Data entries:
________________________________________

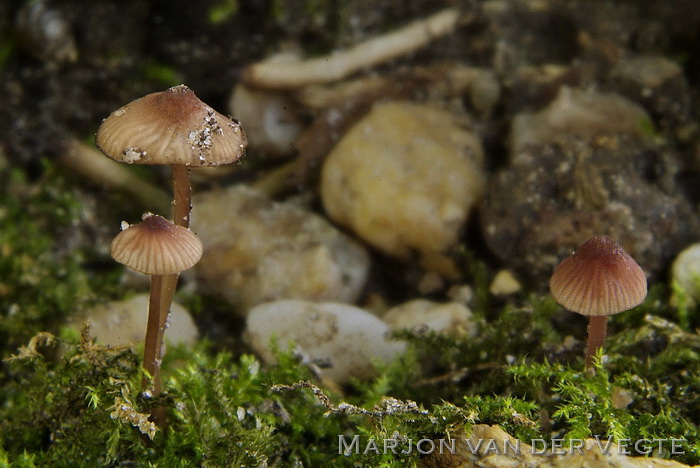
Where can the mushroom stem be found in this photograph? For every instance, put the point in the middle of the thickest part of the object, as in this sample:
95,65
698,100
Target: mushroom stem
182,195
163,286
597,329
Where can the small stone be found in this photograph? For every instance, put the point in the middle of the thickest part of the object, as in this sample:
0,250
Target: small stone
257,250
584,113
504,283
686,271
342,341
404,178
451,318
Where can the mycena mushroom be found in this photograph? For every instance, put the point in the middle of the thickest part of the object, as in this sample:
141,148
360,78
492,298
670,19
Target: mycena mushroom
598,280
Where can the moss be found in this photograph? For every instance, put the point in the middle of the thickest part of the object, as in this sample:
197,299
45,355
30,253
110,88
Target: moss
68,401
41,282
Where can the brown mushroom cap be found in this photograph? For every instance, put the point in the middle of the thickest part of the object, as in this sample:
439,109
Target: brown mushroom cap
156,246
171,127
600,278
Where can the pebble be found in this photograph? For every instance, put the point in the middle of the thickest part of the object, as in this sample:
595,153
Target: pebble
504,283
257,250
685,270
404,179
340,340
124,323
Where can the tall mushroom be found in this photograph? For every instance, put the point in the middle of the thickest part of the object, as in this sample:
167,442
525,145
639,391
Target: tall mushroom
172,127
156,247
598,280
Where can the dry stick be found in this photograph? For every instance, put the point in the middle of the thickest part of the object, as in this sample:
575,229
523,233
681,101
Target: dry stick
151,351
597,329
90,163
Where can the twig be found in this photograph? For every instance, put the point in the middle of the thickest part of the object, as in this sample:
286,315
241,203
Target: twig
387,406
339,65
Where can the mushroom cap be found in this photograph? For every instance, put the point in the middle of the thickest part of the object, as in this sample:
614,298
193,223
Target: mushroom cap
156,246
600,278
171,127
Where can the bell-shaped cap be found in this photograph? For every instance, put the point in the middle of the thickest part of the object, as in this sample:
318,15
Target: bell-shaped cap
171,127
600,278
156,246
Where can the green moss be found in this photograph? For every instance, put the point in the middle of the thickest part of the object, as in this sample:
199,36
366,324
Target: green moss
41,281
66,401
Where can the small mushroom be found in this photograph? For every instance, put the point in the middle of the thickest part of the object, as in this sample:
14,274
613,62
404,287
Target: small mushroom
156,247
171,127
598,280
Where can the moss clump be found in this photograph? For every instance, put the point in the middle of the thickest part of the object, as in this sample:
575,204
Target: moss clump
41,282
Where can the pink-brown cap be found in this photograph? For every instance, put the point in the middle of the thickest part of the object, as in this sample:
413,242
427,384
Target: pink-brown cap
156,246
171,127
600,278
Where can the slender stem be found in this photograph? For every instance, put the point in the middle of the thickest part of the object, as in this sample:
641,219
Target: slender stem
597,329
153,345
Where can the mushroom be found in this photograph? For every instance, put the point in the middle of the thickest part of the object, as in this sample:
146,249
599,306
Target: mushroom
598,280
172,127
156,247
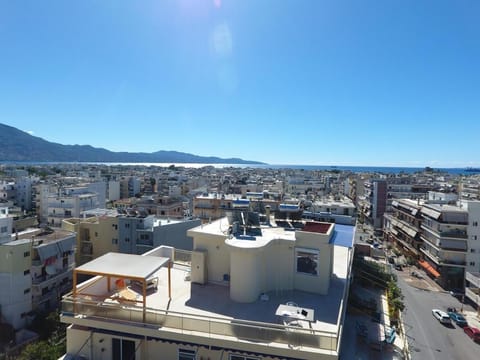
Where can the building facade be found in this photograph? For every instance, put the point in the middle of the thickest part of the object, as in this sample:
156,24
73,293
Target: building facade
276,294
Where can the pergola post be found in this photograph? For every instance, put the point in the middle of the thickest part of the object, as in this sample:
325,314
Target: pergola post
169,280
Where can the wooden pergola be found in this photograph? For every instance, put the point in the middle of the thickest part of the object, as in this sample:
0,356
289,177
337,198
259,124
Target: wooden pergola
125,267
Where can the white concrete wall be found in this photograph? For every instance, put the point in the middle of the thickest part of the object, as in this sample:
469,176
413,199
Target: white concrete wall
218,255
473,231
13,300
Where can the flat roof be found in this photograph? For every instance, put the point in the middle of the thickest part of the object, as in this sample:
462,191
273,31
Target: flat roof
213,299
343,235
124,265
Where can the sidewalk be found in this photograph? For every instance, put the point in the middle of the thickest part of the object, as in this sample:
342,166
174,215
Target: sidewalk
428,284
372,344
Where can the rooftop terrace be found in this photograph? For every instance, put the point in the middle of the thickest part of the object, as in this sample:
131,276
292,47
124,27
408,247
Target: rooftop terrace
207,310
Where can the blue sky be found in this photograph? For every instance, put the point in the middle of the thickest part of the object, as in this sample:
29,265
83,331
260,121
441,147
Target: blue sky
387,83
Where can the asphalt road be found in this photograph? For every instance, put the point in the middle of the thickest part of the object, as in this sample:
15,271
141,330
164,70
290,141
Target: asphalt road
428,339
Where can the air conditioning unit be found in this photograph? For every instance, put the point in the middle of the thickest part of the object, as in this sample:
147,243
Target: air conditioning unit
199,267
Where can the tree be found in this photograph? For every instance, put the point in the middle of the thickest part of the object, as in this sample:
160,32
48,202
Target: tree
42,350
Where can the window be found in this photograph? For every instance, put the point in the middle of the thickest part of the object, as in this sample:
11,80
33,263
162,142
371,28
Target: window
307,261
241,357
123,349
185,354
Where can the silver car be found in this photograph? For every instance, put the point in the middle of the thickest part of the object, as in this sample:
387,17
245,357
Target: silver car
442,316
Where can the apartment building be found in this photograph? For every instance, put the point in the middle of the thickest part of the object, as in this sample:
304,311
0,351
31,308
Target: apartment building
259,292
340,210
96,233
139,233
373,204
403,227
35,271
212,206
24,193
129,187
445,243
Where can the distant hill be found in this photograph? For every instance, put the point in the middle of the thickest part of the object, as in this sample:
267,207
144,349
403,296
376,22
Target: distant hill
17,145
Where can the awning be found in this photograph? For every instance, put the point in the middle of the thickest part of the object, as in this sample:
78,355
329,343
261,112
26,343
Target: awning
46,251
429,268
67,244
51,269
430,212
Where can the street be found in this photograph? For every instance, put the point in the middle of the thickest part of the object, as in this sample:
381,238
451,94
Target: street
427,338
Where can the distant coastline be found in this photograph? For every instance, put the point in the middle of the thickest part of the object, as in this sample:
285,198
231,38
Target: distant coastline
355,169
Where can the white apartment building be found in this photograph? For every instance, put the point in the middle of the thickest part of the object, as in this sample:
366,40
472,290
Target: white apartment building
36,269
68,206
249,293
6,225
113,190
23,196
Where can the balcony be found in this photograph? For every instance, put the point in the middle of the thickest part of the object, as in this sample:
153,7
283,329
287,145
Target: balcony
46,280
442,261
473,294
210,327
461,234
204,206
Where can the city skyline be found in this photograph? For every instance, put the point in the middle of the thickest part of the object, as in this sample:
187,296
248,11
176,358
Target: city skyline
294,82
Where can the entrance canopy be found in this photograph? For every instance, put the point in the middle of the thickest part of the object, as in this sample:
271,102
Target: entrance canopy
124,266
429,268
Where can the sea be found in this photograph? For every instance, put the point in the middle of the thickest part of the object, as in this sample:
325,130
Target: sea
355,169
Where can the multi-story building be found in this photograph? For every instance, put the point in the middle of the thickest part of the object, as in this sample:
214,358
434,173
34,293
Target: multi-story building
139,233
165,206
250,293
96,233
6,225
68,206
129,187
23,196
113,190
7,191
472,288
212,206
403,226
35,271
445,243
340,210
374,203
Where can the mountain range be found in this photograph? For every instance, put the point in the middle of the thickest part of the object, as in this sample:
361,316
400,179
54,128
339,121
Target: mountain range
17,145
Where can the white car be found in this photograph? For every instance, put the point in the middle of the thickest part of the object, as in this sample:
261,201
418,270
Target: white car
441,316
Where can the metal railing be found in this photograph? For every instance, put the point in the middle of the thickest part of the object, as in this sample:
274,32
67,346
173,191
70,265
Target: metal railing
209,326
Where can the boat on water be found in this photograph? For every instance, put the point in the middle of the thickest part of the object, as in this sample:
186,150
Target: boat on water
470,169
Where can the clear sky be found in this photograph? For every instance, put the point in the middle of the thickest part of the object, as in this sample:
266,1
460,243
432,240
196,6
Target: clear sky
392,83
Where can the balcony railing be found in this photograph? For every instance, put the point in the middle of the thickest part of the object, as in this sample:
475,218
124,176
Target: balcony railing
454,234
473,296
47,279
209,326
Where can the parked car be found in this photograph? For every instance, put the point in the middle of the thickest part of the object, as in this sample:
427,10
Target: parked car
441,316
473,332
457,317
458,293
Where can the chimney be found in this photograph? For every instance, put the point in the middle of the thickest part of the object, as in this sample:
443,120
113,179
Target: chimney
267,213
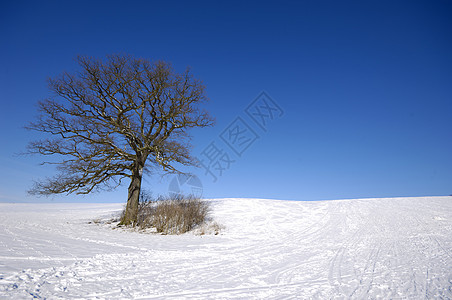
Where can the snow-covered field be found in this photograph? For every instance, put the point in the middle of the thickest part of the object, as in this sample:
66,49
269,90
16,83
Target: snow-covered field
398,248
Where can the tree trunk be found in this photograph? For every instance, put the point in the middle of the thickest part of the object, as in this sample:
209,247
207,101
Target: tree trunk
131,213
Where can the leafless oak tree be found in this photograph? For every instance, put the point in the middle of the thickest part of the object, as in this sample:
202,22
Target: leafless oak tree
116,119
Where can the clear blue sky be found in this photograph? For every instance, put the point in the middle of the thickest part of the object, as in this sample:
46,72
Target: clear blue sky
364,89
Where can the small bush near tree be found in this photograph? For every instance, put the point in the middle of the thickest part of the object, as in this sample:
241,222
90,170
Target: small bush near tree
172,215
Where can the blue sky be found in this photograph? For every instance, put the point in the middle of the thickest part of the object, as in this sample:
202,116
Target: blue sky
364,89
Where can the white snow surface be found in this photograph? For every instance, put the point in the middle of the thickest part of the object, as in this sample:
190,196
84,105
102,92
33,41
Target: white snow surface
399,248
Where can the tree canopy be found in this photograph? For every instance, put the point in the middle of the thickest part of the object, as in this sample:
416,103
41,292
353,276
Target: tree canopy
115,119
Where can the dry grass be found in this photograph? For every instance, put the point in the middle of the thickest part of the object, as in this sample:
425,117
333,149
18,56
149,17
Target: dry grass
172,215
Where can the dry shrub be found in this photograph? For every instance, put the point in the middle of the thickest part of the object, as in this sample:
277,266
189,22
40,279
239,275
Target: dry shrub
171,215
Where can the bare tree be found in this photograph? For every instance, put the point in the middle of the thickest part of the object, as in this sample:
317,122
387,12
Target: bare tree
116,119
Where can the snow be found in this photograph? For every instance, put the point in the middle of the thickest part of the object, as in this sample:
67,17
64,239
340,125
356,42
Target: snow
364,248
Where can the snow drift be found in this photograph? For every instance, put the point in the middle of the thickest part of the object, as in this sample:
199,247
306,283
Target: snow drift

________________________________________

REQUIREMENT:
Pull each line containing the word "drift" out of the data above.

REPLY TO THE EXERCISE:
Where can the snow drift be found in this photograph? For every instance, put the point in the middle of the thickest part of the object, as in this sample:
Target: snow drift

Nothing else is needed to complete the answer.